> [Exercise]:
Reproduce the material below word for word, keeping every line in its original order.

> [Entries]:
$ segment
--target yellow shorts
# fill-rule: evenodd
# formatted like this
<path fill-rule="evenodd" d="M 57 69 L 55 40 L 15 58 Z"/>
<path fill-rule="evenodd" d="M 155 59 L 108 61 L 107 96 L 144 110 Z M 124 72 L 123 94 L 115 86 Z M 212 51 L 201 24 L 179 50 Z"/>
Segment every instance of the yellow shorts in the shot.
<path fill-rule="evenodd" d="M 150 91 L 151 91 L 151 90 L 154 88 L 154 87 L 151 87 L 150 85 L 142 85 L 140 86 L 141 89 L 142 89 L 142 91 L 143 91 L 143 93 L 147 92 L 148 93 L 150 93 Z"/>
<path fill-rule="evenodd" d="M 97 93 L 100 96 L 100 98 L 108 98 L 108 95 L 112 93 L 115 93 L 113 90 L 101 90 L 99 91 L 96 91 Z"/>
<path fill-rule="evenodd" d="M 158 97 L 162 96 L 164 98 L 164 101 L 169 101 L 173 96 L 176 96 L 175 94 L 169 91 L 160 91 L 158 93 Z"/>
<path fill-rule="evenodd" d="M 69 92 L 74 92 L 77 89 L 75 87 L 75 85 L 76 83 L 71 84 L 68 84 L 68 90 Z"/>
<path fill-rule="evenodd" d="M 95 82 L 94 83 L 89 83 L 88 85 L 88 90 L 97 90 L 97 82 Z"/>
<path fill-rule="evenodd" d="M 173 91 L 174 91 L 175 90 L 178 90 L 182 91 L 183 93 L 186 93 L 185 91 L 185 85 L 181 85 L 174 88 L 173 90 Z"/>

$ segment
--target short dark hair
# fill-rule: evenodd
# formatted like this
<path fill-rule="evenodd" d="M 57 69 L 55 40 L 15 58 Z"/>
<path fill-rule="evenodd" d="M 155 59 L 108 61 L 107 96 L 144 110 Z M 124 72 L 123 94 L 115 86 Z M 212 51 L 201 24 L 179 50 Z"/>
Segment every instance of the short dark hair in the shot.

> [Exercise solution]:
$ segment
--target yellow shorts
# fill-rule: evenodd
# formatted like this
<path fill-rule="evenodd" d="M 57 69 L 55 40 L 15 58 Z"/>
<path fill-rule="evenodd" d="M 155 59 L 108 61 L 107 96 L 144 110 Z M 124 72 L 123 94 L 115 86 Z M 212 51 L 201 24 L 179 50 Z"/>
Segment every instance of the yellow shorts in the shot.
<path fill-rule="evenodd" d="M 150 91 L 151 91 L 151 90 L 154 88 L 154 87 L 151 87 L 150 85 L 142 85 L 140 86 L 141 89 L 142 89 L 142 91 L 143 91 L 143 93 L 147 92 L 148 93 L 150 93 Z"/>
<path fill-rule="evenodd" d="M 97 93 L 100 96 L 100 98 L 108 98 L 108 95 L 112 93 L 115 93 L 113 90 L 101 90 L 99 91 L 96 91 Z"/>
<path fill-rule="evenodd" d="M 158 97 L 162 96 L 164 98 L 164 101 L 169 101 L 173 96 L 176 96 L 175 94 L 169 91 L 160 91 L 158 93 Z"/>
<path fill-rule="evenodd" d="M 69 92 L 74 92 L 77 89 L 75 87 L 75 85 L 76 83 L 71 84 L 68 84 L 68 90 Z"/>
<path fill-rule="evenodd" d="M 95 82 L 94 83 L 89 83 L 88 85 L 88 90 L 97 90 L 97 82 Z"/>
<path fill-rule="evenodd" d="M 173 91 L 174 91 L 175 90 L 178 90 L 182 91 L 183 93 L 186 93 L 185 91 L 185 85 L 181 85 L 174 88 L 173 90 Z"/>

$ segment
--target short dark hair
# fill-rule: evenodd
# formatted like this
<path fill-rule="evenodd" d="M 57 69 L 55 40 L 15 58 Z"/>
<path fill-rule="evenodd" d="M 155 59 L 108 61 L 107 96 L 144 110 Z M 124 72 L 123 94 L 115 86 Z M 212 51 L 201 24 L 179 50 Z"/>
Segment every instance of the short dark hair in the shot.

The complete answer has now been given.